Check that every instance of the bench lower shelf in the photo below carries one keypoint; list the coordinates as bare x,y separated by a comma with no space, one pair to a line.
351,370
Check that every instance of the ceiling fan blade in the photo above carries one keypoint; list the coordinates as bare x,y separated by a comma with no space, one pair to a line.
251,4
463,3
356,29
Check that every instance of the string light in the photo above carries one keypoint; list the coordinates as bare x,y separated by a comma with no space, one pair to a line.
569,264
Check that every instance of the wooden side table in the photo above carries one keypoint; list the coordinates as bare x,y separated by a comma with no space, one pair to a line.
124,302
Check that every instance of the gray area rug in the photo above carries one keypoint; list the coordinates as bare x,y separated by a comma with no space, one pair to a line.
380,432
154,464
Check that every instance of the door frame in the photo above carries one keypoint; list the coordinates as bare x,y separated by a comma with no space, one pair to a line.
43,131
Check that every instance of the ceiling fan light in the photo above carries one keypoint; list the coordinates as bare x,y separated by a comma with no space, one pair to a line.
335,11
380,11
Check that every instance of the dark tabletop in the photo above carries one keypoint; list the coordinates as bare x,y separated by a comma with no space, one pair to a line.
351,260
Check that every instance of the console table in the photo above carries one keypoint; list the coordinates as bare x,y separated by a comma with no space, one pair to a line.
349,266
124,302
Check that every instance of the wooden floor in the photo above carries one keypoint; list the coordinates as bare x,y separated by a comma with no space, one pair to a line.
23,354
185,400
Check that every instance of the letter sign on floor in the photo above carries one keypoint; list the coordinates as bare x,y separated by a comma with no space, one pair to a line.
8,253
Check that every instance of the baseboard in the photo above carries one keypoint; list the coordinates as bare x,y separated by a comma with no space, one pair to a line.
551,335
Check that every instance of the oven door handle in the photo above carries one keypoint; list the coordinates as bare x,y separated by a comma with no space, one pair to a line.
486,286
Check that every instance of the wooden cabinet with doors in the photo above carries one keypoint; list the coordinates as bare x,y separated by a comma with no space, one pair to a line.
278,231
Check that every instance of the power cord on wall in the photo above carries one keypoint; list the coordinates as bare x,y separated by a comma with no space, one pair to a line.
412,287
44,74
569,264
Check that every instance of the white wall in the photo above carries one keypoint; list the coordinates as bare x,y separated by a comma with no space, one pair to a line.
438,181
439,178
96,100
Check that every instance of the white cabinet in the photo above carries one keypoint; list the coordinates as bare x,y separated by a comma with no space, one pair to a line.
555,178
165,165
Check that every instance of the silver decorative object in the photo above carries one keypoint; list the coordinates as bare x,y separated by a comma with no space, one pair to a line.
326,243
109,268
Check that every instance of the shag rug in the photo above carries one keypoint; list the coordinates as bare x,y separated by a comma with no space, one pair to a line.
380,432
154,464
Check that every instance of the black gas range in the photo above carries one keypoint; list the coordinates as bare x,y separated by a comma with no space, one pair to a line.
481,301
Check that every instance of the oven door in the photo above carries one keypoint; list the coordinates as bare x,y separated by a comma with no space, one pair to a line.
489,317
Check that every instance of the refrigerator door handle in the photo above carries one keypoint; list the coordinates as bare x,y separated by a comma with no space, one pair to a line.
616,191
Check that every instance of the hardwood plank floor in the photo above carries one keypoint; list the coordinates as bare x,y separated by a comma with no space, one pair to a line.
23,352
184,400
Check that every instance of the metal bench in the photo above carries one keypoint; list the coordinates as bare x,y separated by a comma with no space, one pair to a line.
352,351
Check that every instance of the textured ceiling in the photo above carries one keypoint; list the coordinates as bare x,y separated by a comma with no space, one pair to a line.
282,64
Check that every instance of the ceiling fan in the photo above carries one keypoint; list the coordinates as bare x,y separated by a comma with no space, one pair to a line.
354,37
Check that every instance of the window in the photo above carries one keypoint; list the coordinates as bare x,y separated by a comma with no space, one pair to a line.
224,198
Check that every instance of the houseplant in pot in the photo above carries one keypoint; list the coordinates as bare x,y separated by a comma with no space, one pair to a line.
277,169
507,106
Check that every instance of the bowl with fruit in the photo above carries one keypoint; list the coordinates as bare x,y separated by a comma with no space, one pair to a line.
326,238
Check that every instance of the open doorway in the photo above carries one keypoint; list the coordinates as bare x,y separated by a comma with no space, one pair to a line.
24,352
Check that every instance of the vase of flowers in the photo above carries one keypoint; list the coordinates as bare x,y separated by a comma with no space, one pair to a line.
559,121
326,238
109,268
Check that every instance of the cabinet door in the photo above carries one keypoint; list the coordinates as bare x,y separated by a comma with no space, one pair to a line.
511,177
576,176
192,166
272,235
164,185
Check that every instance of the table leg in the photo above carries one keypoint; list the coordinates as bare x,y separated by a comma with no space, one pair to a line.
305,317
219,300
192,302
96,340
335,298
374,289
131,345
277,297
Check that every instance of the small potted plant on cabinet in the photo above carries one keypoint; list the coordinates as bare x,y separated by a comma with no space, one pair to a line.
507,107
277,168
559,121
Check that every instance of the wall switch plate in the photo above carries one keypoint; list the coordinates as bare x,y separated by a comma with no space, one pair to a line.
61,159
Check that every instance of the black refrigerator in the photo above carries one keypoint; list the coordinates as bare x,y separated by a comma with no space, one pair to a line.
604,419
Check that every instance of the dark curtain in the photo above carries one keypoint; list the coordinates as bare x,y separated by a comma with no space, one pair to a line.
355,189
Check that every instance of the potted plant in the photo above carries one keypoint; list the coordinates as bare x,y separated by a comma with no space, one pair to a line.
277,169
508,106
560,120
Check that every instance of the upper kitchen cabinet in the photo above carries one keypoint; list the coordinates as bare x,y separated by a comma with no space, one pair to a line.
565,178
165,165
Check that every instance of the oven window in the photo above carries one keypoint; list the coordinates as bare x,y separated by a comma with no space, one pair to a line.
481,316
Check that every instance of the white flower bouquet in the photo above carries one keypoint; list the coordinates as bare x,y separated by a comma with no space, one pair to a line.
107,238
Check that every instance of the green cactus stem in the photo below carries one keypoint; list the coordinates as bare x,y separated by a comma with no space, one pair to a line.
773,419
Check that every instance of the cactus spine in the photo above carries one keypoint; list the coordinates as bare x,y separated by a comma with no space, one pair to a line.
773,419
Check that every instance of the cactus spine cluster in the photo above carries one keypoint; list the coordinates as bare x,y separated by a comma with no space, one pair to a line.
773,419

────

▶ _REQUIRED ACTION_
Return all the lines shown above, word for word.

▶ _SOLUTION_
Check that every instance of the bench lower shelf in the photo below carries one keypoint; list the coordinates as bare x,y separated by a comma with no space, one pair to a line.
351,370
Check that every instance of the ceiling fan blade in the photo above carries one keypoint; list the coordinates as bare x,y separated by a comma with no space, one pair to a line.
251,4
463,3
356,29
Check that every instance of the string light in the photo above carries one keypoint; list the coordinates as bare x,y separated by a comma with no space, one pair to a line.
569,264
Check that every instance of the wooden side table in the photo above carries one keypoint; list the coordinates as bare x,y separated by a comma with no space, one pair to a line.
124,302
Check that every instance of the gray area rug in the photo above carries one keypoint; list the coordinates as bare x,y separated by a comma with no space, one pair to a line.
380,432
154,464
Check that every instance of the door frame in the photo above carries one keypoint; list the coordinates as bare x,y separated by a comma with no space, one pair to a line.
43,131
Check that every instance of the ceiling fan light in the photo above carries one keypoint; list the coordinates as bare x,y separated by a comma with no space, one pair to a line.
335,11
380,11
Check that every instance of the dark tabletop in the photo above carries one keypoint; list the coordinates as bare x,y separated by a comma with no space, one pair to a line.
351,260
Check that every instance of the console table in the photo above carries one keypoint; list the coordinates as bare x,y separated by a comma with no space, one pair to a line.
349,266
124,302
Check that every instance of the wooden floor in the photo above carries one keypoint; list the coordinates as bare x,y separated by a comma with no space, one pair to a line.
23,354
185,400
Check that every instance of the letter sign on floor in the photo above carries one keypoint; list the coordinates as bare x,y separated by a comma with no space, one pair to a line.
8,253
Check that every instance of the baseboard in the photo above carries one keypoint; list the coordinates as bare x,y separated by a comma with no space, one pair to a line.
551,335
Check that every instance of the oven door handle in the photo above carries one keypoint; list the coordinates as bare x,y separated by a comma with no space, one pair to a line.
486,286
Check that every instance of the wooden cabinet with doors in the photo above carries one keypoint; list the coordinates as bare x,y separated by a comma with no space, one pair to a line.
278,231
Check that every instance of the power cord on wall in the photo above carries one keypoint; list the coordinates as bare x,y separated by a comma with no space, one pair to a line.
412,287
44,74
569,264
Check that every instance of the white wall in the photo above carries one keypoint; list the coordinates as bare x,y separated by a comma with no space, one pair to a line.
438,181
439,178
96,100
Check that every instance of the white cabinet in the photo above carries one keypoint; list the coordinates as bare x,y separated by a comma with no space, one pair to a line.
555,178
165,165
Check that every instance of the silver decorative object in the photo above carries one keypoint; list the coordinates as bare x,y separated by a comma with no space, one pair to a line.
326,243
109,268
Check that every instance of the shag rug in the photo above carries one keypoint; list the coordinates as bare x,y separated by a comma with no space, one pair to a line.
380,432
154,464
Check that every instance of the black gas range in the photo above carries one keypoint; list the coordinates as bare x,y separated by a comma with no space, one pair to a line.
481,301
Check that every instance of the oven door in the photo above carries one keypoint; list the coordinates as bare x,y separated by a comma with no space, one pair to a line.
489,317
Check that every instance of the refrigerator door handle in the photo above carries one keypoint; list the coordinates as bare x,y separated by a comma with no space, one pair to a line.
616,191
Check that every instance of the hardwood plank floor in the photo above carries one keypoint; list the coordinates as bare x,y separated by a comma with no space, one pair to a line.
23,352
184,400
Check that every instance of the metal bench in the photo above carries one keypoint; list the coordinates as bare x,y separated by a comma with no space, one pair to a line.
352,351
Check that every instance of the textured ceiling in the photo above carries one keypoint; list the coordinates as bare x,y separated by a comma with no space, one pair to a line.
282,64
Check that every instance of the ceiling fan in the photo above carries one keypoint; list the coordinates as bare x,y separated by a comma with no space, one pair to a line.
354,37
Check that every instance of the window in the photo above carries one keypoint; list the coordinates as bare x,y separated by a comma with no space, one pair to a line.
224,198
Check that every instance of the houseplant in pot in the photo above carries one keypoint; list the coordinates as bare x,y separated by a comma with no space, one pair to a line.
277,169
507,106
Check that every instance of the bowl with fruit in the photo above carries one keypoint; list the coordinates as bare x,y separated by a comma with no space, one pair to a line.
326,238
Check that every instance of the open doorway in the photo above carries one keypoint; list the coordinates as bare x,y separated by a comma with no space, one pair to a line.
24,352
Check that every instance of the vase of flowers in the photo above carries one keypoint; list the coordinates as bare x,y separated by a comma with no space, one pair to a line.
559,121
326,238
109,268
Check that every instance of the cabinet door in the photo above carries one keypoint; list the coordinates as bare x,y separated by a comma with no space, one pair to a line.
511,177
576,176
192,166
272,235
164,185
Check that every instance of the table leg in the photo above carries one keypoint; list the coordinates as bare x,y separated by a comma with no space, one pair to a line.
305,317
219,300
192,302
96,340
335,298
374,289
131,345
277,297
Check that every instance of the small potted plant on cabinet in the photo above carries one keypoint; list the coordinates as bare x,y separated by a comma with no space, one pair to a line.
507,107
277,168
559,121
Check that every instance of the wall switch plate in the photo above carries one keypoint; list the coordinates as bare x,y separated by a comma with no space, one pair to a line.
61,159
Check that every instance of the black refrigerator in the photo above carries one keypoint; list the coordinates as bare x,y separated by a comma with no space, one pair to a line.
604,419
Check that every instance of the dark curtain in the photo above carries one keypoint; list the coordinates as bare x,y separated by a comma with no space, one pair to a line.
355,189
Check that every instance of the potted plant in the photo above carries one keypoint; list the coordinates as bare x,y separated by a comma with no space, one pair to a line.
277,169
508,106
560,120
Check that every instance of the upper kitchen cabinet in the photo above carries one keypoint; list the coordinates as bare x,y separated by a comma with no space, one pair to a line.
565,178
165,165
Check that every instance of the oven window in the photo above carries one keypoint; list the coordinates as bare x,y separated by a comma with no space, one pair to a line.
481,316
Check that every instance of the white flower bouquet in the photo above carries one keypoint; list the coordinates as bare x,y separated by a comma with no space, one pair to a line.
107,238
Check that every instance of the green cactus stem in the photo below carries one keypoint; list the coordinates as bare x,y separated by a comma with no space, one pair to a line.
773,419
Check that every instance of the cactus spine in the photo above carries one keypoint; list the coordinates as bare x,y separated by a comma with no space, one pair to a line.
773,419
Check that every instance of the cactus spine cluster in the photo above carries one keypoint; list the coordinates as bare x,y separated by a comma with no space, one pair to a line.
773,419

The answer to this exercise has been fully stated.